• **TASK DETAILS**:
Report how many lines in the records below hold "blue", with no other output.

• **Dataset items**:
· · · ·
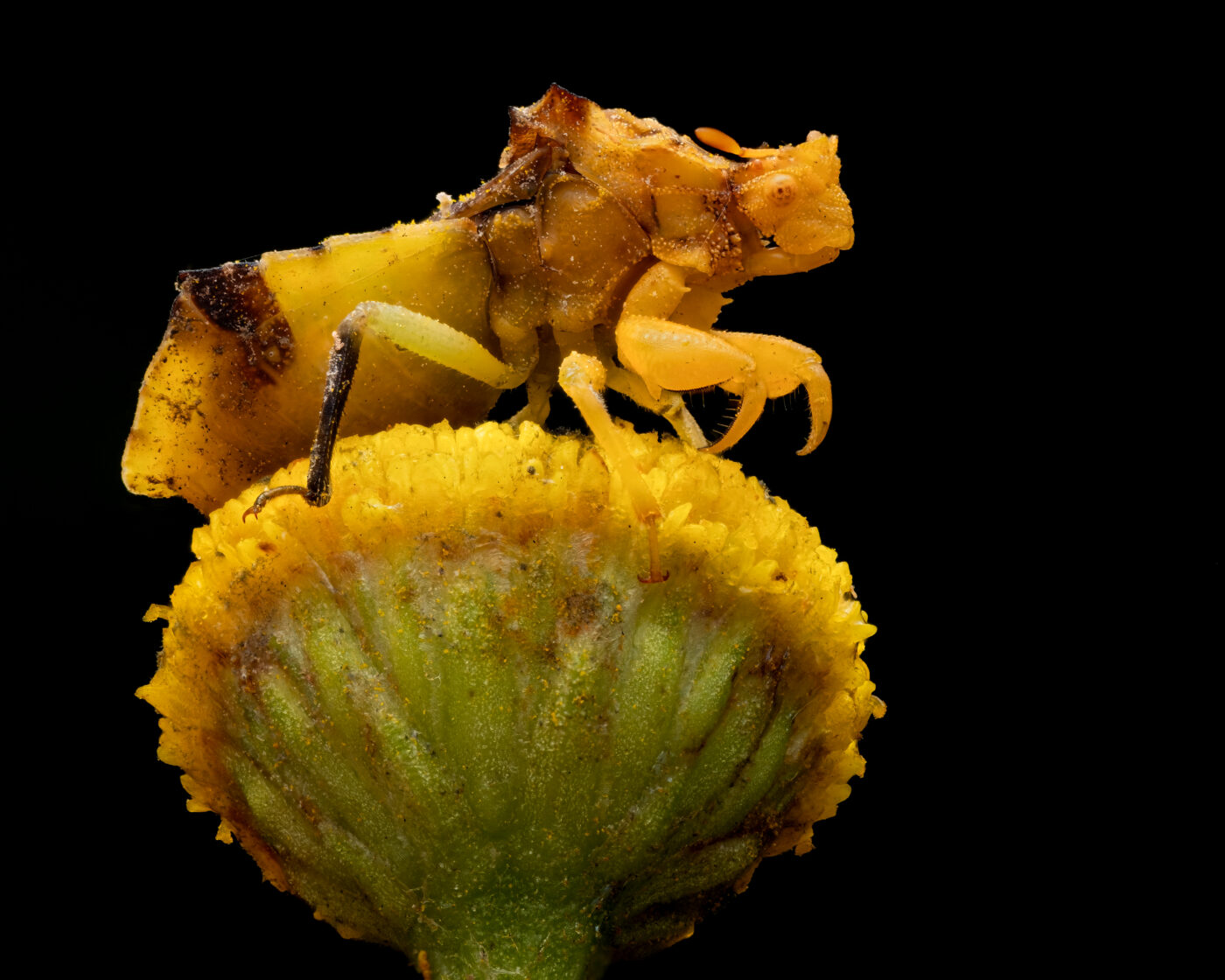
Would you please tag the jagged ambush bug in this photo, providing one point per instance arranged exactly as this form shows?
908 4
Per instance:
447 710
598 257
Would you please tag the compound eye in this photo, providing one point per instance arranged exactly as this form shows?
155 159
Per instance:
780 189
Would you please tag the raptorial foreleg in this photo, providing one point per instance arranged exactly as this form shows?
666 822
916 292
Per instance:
· · · ·
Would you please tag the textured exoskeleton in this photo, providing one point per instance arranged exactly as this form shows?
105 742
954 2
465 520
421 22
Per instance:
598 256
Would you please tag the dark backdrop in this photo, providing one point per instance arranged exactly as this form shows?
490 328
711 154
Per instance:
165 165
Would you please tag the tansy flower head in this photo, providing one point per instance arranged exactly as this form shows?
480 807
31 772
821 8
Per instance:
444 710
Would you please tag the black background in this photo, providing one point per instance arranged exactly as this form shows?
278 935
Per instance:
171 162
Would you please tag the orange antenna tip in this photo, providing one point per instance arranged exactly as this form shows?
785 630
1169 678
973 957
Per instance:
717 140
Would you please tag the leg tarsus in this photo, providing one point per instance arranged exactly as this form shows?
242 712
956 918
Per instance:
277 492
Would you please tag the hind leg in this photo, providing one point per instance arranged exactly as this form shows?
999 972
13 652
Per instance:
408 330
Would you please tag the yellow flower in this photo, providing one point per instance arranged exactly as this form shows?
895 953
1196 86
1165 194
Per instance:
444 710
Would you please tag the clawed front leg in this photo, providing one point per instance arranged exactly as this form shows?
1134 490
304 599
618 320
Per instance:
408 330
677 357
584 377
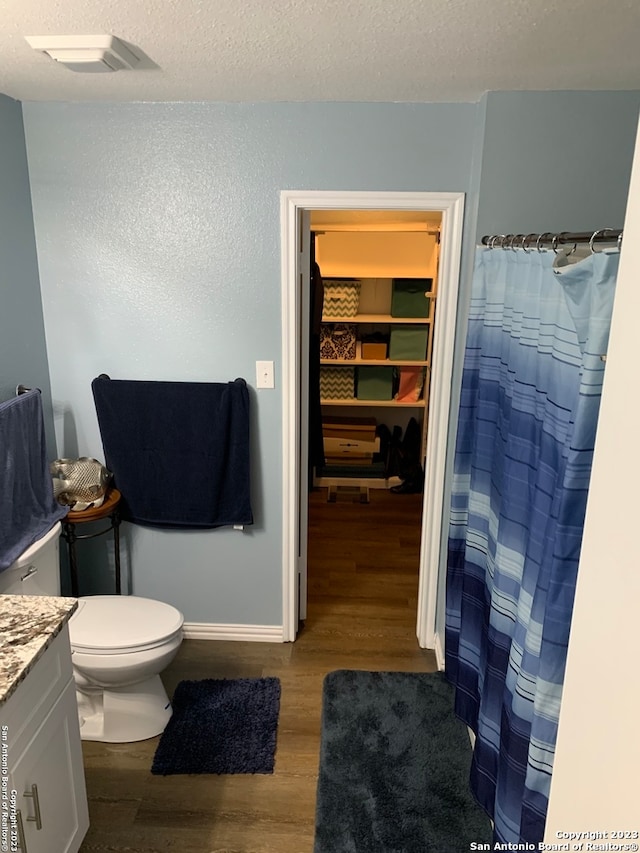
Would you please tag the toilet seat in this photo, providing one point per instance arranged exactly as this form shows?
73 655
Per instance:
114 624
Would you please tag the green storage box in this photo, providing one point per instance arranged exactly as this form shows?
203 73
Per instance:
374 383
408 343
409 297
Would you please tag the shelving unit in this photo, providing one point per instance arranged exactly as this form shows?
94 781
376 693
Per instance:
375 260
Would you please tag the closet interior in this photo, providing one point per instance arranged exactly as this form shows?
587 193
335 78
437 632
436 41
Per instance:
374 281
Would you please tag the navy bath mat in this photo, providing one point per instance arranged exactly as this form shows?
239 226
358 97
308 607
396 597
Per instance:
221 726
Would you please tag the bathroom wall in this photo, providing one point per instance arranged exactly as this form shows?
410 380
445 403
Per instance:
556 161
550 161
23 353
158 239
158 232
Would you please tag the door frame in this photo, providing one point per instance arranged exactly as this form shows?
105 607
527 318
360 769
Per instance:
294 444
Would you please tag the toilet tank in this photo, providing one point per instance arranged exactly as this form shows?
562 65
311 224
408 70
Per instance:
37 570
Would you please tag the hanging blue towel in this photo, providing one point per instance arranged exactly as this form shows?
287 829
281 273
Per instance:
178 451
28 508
· · · ·
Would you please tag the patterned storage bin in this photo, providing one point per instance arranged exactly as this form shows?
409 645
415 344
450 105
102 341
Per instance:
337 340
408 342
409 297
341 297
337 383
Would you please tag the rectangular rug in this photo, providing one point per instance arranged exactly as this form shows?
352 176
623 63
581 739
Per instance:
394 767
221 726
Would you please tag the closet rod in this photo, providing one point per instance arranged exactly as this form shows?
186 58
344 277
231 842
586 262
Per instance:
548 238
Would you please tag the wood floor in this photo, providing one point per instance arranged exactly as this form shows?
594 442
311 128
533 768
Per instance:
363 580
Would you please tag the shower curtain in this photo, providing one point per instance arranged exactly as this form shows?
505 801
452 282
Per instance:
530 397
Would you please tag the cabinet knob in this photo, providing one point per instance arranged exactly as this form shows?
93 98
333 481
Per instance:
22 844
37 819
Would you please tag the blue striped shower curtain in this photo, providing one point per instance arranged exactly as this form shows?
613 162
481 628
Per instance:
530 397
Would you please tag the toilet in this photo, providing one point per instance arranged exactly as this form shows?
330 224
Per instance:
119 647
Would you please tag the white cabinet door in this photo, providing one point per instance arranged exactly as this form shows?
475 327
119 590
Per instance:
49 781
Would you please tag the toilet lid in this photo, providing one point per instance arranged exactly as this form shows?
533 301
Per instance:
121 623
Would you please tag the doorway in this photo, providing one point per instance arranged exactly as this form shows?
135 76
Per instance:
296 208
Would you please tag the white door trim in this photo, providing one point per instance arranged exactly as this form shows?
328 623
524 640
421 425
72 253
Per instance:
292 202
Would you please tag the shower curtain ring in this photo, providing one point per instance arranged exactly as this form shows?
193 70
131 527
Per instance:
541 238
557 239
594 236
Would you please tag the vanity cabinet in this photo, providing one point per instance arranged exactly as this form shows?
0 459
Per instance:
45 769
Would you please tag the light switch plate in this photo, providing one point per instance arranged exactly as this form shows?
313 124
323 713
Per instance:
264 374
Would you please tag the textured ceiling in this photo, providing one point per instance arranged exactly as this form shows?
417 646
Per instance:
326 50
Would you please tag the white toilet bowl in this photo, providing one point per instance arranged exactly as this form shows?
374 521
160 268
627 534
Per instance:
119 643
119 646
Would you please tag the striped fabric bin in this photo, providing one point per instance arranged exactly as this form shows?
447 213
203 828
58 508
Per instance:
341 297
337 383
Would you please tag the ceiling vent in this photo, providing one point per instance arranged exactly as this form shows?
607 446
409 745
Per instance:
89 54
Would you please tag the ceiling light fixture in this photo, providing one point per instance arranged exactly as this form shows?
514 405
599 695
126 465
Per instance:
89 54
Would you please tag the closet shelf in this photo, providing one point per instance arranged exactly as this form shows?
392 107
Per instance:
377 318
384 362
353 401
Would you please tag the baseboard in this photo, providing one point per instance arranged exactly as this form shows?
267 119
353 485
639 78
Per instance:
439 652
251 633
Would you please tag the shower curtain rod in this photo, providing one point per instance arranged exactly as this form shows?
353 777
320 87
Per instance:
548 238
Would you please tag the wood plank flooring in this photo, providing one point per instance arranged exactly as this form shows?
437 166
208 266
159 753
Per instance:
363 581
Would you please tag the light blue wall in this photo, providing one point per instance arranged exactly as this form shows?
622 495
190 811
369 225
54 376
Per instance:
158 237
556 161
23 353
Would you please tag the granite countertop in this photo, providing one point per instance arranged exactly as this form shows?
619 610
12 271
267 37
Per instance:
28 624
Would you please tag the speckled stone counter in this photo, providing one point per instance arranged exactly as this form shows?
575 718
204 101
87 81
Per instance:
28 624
· · · ·
• **WRITTEN RESPONSE**:
3